*Records to use*.
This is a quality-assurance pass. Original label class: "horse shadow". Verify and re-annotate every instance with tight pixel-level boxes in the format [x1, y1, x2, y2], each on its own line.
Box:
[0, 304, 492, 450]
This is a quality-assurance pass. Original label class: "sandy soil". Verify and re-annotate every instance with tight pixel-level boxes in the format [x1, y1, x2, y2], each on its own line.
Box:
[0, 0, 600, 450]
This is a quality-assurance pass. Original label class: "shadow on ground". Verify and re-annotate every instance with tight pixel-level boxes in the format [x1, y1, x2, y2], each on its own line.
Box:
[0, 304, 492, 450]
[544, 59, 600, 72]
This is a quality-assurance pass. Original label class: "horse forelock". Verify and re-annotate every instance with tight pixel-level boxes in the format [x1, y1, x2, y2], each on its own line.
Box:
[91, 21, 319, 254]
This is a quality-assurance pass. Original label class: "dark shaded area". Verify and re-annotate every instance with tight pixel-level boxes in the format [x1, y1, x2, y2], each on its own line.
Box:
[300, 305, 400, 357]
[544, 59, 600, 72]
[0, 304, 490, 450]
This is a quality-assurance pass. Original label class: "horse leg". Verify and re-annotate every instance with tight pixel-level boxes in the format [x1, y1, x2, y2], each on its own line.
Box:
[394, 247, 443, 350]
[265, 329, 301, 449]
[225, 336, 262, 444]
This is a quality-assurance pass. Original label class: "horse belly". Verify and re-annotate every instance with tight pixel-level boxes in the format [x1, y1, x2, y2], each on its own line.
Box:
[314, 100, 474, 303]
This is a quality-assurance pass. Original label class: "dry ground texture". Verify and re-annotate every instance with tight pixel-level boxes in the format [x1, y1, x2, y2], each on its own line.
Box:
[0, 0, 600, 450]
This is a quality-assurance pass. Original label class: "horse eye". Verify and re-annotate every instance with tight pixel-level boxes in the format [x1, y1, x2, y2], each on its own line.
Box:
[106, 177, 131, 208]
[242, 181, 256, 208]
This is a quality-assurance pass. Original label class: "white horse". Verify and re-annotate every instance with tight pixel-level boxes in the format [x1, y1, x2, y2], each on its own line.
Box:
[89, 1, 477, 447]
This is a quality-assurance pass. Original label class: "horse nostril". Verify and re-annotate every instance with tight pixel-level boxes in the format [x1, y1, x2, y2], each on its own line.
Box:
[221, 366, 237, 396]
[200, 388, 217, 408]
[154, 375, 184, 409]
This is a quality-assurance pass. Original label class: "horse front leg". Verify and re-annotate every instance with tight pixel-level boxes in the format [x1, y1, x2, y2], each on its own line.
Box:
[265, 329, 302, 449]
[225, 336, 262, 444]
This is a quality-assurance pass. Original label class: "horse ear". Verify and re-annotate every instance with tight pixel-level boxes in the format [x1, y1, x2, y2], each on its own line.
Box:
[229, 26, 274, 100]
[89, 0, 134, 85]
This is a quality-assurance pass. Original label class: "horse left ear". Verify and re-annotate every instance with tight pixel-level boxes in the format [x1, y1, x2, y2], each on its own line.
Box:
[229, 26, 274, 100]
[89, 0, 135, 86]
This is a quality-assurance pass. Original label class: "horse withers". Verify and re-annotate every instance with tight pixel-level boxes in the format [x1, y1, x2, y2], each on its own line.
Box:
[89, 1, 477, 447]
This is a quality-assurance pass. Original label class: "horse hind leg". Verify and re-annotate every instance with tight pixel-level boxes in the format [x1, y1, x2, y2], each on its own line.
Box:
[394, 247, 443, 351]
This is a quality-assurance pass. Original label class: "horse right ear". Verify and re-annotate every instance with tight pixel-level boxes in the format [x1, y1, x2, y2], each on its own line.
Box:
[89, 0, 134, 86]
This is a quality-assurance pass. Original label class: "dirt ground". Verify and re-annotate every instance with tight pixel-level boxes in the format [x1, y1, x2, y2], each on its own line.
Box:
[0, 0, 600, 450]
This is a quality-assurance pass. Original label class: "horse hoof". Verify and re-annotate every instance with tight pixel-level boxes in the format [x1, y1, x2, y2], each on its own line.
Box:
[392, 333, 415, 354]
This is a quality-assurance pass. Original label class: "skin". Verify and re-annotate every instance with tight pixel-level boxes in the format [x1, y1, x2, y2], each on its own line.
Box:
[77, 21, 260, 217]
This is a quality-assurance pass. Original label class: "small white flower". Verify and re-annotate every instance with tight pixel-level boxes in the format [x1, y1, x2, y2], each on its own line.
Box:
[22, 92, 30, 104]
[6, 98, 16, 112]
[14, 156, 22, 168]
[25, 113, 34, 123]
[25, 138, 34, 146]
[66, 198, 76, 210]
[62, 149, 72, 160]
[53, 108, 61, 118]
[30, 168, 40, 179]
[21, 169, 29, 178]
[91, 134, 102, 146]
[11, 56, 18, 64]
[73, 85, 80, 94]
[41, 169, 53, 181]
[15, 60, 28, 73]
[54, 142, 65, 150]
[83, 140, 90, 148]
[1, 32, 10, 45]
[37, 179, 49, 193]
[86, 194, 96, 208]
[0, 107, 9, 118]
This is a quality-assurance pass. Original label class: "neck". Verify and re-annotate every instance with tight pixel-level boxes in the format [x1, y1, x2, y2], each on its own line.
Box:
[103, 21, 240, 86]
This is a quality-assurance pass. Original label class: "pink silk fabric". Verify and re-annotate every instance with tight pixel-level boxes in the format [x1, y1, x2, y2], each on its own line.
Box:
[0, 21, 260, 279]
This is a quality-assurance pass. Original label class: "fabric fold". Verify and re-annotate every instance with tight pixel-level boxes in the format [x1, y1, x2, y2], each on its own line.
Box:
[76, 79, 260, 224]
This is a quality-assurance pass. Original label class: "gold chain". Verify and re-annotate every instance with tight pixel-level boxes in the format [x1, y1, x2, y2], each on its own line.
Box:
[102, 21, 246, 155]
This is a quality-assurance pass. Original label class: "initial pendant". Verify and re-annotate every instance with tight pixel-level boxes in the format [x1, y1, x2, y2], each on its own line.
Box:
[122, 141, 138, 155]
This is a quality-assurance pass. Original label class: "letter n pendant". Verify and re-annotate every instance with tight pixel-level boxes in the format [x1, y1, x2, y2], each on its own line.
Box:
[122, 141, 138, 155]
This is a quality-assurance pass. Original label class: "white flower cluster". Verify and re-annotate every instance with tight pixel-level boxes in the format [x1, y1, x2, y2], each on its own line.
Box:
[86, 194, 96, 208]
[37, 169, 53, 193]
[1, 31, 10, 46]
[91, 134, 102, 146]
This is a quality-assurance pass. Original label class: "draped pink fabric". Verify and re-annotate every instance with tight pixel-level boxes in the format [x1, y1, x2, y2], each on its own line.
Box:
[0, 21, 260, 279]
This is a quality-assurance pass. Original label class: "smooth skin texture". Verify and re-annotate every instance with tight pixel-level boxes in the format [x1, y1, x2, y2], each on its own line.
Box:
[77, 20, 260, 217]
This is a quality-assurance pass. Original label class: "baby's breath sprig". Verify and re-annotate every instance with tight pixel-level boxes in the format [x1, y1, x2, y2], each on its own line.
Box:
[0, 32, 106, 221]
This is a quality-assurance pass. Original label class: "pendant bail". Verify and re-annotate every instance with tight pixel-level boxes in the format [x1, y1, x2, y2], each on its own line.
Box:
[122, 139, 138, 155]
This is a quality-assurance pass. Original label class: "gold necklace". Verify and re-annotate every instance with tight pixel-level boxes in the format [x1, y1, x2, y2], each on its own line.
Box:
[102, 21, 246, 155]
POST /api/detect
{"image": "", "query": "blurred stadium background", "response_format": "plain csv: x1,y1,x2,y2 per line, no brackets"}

*Directions for this task*.
How many lines in the data above contain the string "area", matching case exactly? Reply with only the number.

*Complete response*.
1